Document segment below:
Can LLMs Enable Verification in Mainstream Programming?
Aleksandr Shefer, Igor Engel, Stanislav Alekseev, Daniil Berezun, Ekaterina Verbitskaia, Anton Podkopaev
TL;DR
This work addresses the challenge of bringing formal verification into mainstream software development by evaluating whether large language models can generate correct-by-construction code for three verification backends: Dafny, Nagini, and Verus. It introduces a universal, prompt-driven pipeline with task preparation, iterative LLM interaction, and SMT-based validation, evaluated on manually curated HumanEval-derived datasets. Results show that Dafny yields the highest verified-code rates, with Nagini performing well in several modes and Verus lagging due to expressiveness; a five-iteration refinement strategy improves outcomes, though mode6 remains difficult. The findings suggest a viable path toward wider adoption of formal methods in general programming and point to future work in targeted fine-tuning, error-correction mechanisms, and broader language support.
End of Document segment.
Recorded information below:
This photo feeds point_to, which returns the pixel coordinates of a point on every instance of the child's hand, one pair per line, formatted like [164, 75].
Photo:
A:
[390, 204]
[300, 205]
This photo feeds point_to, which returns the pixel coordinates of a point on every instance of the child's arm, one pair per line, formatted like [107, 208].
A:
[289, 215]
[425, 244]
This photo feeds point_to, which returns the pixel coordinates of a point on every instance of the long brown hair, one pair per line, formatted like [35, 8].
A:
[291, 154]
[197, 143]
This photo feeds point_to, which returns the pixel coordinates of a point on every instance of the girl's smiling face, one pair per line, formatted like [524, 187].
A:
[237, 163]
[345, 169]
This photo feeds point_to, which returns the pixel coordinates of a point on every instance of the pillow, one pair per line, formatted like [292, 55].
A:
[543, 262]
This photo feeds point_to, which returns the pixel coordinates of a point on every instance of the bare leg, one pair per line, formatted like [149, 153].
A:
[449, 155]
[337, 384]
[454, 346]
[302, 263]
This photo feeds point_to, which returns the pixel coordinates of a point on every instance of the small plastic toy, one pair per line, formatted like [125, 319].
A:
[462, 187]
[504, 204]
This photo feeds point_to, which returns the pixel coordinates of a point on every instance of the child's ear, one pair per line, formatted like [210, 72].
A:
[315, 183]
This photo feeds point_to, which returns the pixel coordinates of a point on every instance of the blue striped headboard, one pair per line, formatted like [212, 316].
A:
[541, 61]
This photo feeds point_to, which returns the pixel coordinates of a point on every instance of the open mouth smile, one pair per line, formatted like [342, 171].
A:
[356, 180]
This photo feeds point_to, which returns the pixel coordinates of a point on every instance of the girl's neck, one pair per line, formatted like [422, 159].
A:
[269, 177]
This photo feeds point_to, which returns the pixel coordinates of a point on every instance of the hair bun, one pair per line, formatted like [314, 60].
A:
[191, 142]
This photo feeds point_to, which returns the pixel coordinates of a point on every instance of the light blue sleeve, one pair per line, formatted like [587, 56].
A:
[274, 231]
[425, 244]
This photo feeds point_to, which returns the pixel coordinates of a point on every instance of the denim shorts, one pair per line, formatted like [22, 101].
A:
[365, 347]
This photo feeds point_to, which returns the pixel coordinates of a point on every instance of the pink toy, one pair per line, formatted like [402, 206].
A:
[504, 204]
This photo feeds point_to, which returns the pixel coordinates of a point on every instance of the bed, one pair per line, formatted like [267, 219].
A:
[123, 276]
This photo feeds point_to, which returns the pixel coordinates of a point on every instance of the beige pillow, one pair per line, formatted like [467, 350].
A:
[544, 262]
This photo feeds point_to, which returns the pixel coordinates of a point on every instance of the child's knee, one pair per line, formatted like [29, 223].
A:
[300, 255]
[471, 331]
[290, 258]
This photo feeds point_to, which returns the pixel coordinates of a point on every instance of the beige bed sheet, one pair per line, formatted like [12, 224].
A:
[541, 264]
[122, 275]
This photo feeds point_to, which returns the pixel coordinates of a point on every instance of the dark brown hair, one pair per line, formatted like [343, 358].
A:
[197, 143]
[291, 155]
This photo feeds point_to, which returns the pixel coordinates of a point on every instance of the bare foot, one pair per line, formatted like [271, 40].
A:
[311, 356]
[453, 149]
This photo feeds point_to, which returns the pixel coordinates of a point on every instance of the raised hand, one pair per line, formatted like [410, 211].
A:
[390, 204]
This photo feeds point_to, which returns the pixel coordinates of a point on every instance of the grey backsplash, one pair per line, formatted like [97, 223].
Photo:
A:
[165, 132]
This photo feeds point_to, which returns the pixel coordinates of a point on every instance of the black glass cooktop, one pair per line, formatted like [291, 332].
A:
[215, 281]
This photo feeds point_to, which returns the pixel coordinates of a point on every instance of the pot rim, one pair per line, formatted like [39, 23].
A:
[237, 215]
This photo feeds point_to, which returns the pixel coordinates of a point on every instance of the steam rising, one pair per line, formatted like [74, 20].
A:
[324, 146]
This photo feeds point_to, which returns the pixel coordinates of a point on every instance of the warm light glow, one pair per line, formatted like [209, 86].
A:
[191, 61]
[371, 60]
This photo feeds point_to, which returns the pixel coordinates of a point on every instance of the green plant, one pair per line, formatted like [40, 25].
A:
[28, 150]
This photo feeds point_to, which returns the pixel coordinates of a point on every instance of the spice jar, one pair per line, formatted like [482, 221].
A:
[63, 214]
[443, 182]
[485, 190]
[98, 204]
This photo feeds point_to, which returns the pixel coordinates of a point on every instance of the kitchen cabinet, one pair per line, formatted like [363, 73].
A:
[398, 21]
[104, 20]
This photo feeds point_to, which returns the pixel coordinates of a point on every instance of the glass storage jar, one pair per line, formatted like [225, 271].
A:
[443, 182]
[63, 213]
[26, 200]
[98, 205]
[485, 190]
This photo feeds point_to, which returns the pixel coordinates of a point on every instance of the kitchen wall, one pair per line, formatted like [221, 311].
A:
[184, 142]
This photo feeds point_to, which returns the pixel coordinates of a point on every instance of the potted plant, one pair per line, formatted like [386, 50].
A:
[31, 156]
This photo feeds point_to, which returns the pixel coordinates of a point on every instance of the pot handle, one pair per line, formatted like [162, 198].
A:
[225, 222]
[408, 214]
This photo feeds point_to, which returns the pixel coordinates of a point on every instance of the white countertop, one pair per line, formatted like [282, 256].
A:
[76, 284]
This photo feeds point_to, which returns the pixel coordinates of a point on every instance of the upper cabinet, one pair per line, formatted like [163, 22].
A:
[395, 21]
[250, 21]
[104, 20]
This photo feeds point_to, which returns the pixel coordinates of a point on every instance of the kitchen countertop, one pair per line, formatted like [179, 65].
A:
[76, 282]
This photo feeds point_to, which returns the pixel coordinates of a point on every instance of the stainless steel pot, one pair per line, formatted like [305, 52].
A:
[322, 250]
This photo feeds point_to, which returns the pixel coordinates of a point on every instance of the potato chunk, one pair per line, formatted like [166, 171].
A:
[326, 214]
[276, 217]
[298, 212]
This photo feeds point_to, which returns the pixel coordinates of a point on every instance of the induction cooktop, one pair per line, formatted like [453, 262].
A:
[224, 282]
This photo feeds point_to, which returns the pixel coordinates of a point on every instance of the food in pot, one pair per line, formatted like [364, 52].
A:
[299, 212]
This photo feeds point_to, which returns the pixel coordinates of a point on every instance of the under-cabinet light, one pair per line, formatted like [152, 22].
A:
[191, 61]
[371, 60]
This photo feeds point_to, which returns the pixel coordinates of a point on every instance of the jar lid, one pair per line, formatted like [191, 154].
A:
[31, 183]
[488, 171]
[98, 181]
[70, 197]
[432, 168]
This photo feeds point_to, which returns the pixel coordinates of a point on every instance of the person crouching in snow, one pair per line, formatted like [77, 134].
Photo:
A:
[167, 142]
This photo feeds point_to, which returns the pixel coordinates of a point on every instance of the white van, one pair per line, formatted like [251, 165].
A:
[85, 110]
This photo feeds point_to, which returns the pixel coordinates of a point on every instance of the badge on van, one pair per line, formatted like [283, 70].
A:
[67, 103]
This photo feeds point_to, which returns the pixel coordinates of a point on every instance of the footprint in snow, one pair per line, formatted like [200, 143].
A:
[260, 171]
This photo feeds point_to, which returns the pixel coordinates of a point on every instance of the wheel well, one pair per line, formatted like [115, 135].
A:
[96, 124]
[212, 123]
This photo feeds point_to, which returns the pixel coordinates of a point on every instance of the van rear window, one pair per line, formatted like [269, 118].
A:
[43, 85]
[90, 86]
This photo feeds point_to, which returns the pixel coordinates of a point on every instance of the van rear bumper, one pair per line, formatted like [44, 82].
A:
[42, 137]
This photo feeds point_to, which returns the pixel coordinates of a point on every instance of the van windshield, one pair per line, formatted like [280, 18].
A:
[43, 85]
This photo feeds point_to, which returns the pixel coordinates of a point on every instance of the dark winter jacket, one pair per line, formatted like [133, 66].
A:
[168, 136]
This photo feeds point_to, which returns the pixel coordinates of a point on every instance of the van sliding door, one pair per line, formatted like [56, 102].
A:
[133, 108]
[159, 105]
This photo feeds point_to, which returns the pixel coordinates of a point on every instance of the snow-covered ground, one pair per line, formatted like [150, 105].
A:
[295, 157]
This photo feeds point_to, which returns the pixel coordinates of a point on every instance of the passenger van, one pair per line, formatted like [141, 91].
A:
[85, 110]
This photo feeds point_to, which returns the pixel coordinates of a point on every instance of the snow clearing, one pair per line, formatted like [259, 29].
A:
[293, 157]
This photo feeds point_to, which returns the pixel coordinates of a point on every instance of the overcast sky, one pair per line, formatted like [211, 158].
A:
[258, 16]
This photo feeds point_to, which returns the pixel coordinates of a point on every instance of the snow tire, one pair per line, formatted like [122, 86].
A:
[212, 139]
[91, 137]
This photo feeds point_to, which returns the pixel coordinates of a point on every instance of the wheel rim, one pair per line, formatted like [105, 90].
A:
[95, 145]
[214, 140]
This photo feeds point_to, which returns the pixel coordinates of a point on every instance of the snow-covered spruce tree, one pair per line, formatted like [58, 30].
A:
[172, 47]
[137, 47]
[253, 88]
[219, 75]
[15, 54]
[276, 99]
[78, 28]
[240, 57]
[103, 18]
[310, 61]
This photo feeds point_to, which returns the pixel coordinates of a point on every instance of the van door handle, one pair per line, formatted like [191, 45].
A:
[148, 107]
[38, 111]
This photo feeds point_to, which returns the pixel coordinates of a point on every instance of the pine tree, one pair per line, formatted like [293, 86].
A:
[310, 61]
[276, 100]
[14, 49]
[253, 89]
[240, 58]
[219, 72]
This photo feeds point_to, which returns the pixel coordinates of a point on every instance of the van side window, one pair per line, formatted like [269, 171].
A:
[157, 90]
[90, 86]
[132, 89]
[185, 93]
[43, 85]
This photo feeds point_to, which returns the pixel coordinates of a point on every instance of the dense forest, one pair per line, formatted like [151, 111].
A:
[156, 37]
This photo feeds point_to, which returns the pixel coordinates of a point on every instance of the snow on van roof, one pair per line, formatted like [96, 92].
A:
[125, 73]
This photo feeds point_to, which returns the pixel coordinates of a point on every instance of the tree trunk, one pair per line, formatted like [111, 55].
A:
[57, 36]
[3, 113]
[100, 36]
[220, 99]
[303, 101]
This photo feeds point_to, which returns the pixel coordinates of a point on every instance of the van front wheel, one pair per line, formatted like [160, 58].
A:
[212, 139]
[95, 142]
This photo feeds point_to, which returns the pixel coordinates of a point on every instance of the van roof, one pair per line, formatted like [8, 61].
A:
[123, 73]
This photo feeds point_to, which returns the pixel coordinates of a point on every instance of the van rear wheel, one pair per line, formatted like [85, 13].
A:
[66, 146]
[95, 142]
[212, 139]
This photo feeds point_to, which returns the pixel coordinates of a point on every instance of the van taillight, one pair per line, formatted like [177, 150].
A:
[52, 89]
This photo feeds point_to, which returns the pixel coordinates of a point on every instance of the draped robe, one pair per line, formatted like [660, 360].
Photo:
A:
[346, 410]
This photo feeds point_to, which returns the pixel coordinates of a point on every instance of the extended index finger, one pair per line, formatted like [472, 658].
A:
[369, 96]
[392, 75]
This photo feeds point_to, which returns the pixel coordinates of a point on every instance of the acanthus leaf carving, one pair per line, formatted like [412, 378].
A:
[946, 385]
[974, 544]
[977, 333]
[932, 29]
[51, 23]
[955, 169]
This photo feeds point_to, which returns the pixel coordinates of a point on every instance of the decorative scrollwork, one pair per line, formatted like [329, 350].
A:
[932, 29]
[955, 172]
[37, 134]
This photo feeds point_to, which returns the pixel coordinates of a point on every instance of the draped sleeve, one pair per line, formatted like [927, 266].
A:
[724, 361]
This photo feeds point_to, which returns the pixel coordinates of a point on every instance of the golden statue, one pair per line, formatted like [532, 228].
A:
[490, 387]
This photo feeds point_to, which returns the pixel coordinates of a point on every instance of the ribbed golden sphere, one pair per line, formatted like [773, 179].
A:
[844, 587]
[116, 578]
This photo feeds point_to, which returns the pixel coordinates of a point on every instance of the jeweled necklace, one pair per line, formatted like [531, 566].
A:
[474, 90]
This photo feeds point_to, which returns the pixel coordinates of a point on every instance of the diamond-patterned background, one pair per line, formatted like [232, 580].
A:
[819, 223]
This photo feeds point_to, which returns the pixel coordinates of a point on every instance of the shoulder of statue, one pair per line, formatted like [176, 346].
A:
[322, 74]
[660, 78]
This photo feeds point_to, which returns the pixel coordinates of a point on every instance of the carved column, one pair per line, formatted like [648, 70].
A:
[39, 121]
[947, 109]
End of Recorded information.
◆ Parts of the exercise ◆
A: Answer these questions from the summary of the study on LLMs and formal verification.
(i) Which three verification backends does the study evaluate?
(ii) From which benchmark are the manually curated datasets derived?
(iii) How many iterations does the refinement strategy use?
B: Resume the summary of the study on LLMs and formal verification, writing on from its last sentence.
The lines play no part in this work.

◆ Per-task outputs ◆
A:
(i) Dafny, Nagini, and Verus
(ii) HumanEval
(iii) Five

B:
Abstract
Although formal methods are capable of producing reliable software, they have seen minimal adoption in everyday programming. Automatic code generation using large language models is becoming increasingly widespread, but it rarely considers producing strong correctness guarantees. In this study, we explore the ability of LLMs to produce verified code in three verification languages (Dafny, Nagini, and Verus). To do so, we use manually curated datasets derived from the state-ofthe-art Python benchmark, HumanEval. We also assess what types of information are sufficient to achieve good-quality results.